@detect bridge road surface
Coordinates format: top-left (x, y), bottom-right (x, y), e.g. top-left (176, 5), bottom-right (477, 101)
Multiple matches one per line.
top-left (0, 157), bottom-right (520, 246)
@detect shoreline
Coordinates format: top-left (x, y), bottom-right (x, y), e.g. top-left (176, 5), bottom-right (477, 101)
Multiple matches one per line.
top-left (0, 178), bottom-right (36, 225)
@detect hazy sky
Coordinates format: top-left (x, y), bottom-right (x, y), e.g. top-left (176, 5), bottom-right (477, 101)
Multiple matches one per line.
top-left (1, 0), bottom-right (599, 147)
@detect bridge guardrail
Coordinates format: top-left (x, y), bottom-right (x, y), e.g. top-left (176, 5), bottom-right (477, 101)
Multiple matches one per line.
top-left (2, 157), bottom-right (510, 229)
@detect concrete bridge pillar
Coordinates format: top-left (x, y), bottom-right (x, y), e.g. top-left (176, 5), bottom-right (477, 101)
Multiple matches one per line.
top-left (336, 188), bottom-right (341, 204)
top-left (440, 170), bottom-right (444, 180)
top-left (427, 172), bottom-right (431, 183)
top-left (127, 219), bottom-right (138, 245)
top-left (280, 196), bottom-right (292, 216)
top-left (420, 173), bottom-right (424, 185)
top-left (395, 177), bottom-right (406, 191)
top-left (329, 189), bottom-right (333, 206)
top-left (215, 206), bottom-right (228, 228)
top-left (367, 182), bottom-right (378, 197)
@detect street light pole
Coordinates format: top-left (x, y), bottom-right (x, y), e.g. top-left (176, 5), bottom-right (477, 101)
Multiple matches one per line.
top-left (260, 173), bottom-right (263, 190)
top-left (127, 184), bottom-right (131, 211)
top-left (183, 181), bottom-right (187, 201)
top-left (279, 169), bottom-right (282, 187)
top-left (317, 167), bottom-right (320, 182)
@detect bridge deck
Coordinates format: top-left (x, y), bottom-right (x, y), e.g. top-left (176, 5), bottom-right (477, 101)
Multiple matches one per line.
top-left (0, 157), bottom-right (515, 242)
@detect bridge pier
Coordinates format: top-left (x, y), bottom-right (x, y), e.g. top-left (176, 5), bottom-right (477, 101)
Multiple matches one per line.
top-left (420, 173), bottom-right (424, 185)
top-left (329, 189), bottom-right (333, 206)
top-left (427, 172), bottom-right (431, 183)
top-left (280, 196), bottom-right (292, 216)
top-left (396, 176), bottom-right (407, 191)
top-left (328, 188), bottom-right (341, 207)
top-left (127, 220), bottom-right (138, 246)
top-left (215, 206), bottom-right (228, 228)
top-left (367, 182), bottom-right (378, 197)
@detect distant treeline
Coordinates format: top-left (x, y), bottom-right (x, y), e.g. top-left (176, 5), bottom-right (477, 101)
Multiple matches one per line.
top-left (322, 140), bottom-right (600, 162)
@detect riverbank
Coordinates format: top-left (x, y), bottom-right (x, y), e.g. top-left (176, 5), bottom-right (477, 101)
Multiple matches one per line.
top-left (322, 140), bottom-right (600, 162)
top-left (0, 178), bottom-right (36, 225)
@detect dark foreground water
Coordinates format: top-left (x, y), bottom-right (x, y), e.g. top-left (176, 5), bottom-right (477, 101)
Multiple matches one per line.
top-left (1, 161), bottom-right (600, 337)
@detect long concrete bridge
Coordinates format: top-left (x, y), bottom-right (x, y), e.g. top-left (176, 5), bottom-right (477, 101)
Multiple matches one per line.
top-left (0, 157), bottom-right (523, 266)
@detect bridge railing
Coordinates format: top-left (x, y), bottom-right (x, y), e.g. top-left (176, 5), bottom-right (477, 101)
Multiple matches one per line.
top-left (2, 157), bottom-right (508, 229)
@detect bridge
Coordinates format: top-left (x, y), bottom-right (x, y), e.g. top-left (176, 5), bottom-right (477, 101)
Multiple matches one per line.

▶ _YOUR INSTRUCTIONS_: Each record above should be retyped in full, exactly as shown.

▶ _OUTPUT OF THE TASK_:
@detect bridge road surface
Coordinates format: top-left (x, y), bottom-right (x, y), e.g. top-left (176, 5), bottom-right (477, 101)
Multiple matches one per line.
top-left (0, 157), bottom-right (520, 246)
@detect shoreline
Coordinates format: top-left (x, y), bottom-right (x, y), e.g. top-left (176, 5), bottom-right (477, 101)
Multiple matches one per line.
top-left (0, 178), bottom-right (36, 225)
@detect hazy sky
Coordinates format: top-left (x, y), bottom-right (x, y), e.g. top-left (176, 5), bottom-right (477, 101)
Multiple matches one per line.
top-left (1, 0), bottom-right (599, 147)
@detect bridge guardrail
Coordinates format: top-left (x, y), bottom-right (x, y), e.g. top-left (176, 5), bottom-right (477, 101)
Multiple matches one per line.
top-left (2, 157), bottom-right (510, 229)
@detect concrete bridge pillar
Coordinates format: top-left (x, y), bottom-right (x, y), e.g. top-left (176, 5), bottom-right (477, 101)
Multiple matches one per line.
top-left (336, 188), bottom-right (341, 204)
top-left (440, 170), bottom-right (444, 180)
top-left (427, 172), bottom-right (431, 183)
top-left (127, 219), bottom-right (138, 245)
top-left (280, 196), bottom-right (292, 216)
top-left (420, 173), bottom-right (424, 185)
top-left (395, 177), bottom-right (406, 191)
top-left (329, 189), bottom-right (333, 206)
top-left (215, 206), bottom-right (228, 228)
top-left (367, 182), bottom-right (378, 197)
@detect street light pole
Coordinates format: top-left (x, y), bottom-right (x, y), e.g. top-left (176, 5), bottom-right (477, 101)
Multiple matches one per line.
top-left (260, 173), bottom-right (263, 190)
top-left (127, 184), bottom-right (131, 211)
top-left (183, 181), bottom-right (187, 201)
top-left (279, 169), bottom-right (282, 187)
top-left (317, 167), bottom-right (320, 182)
@detect bridge deck
Coordinates format: top-left (x, y), bottom-right (x, y), e.g. top-left (176, 5), bottom-right (477, 101)
Multiple matches one per line.
top-left (0, 157), bottom-right (515, 242)
@detect bridge pier
Coordinates format: top-left (x, y), bottom-right (x, y), e.g. top-left (176, 5), bottom-right (477, 101)
Multiple matches one per line.
top-left (420, 173), bottom-right (424, 185)
top-left (329, 189), bottom-right (333, 206)
top-left (427, 172), bottom-right (431, 183)
top-left (280, 196), bottom-right (292, 216)
top-left (396, 176), bottom-right (407, 191)
top-left (328, 188), bottom-right (341, 207)
top-left (127, 220), bottom-right (138, 246)
top-left (215, 206), bottom-right (228, 228)
top-left (367, 182), bottom-right (378, 197)
@detect distant treeline
Coordinates format: top-left (x, y), bottom-right (x, y), e.g. top-left (176, 5), bottom-right (477, 101)
Multiple matches one per line.
top-left (322, 140), bottom-right (600, 162)
@detect riverbank
Coordinates format: top-left (x, y), bottom-right (x, y), e.g. top-left (176, 5), bottom-right (477, 101)
Multiple matches one per line.
top-left (322, 140), bottom-right (600, 162)
top-left (0, 178), bottom-right (36, 225)
@detect dark foreground water
Coordinates format: top-left (x, y), bottom-right (x, y), e.g. top-left (176, 5), bottom-right (477, 101)
Multiple matches one per line.
top-left (1, 161), bottom-right (600, 337)
@detect long concrete bridge
Coordinates format: top-left (x, y), bottom-right (x, y), e.g. top-left (176, 5), bottom-right (477, 101)
Multiple matches one per line.
top-left (0, 157), bottom-right (523, 266)
@detect bridge railing
Coordinates format: top-left (x, y), bottom-right (x, y), e.g. top-left (176, 5), bottom-right (477, 101)
Multiple matches one per line.
top-left (2, 157), bottom-right (508, 229)
@detect bridge
Coordinates format: top-left (x, y), bottom-right (x, y), e.g. top-left (176, 5), bottom-right (477, 101)
Multiple matches one per line.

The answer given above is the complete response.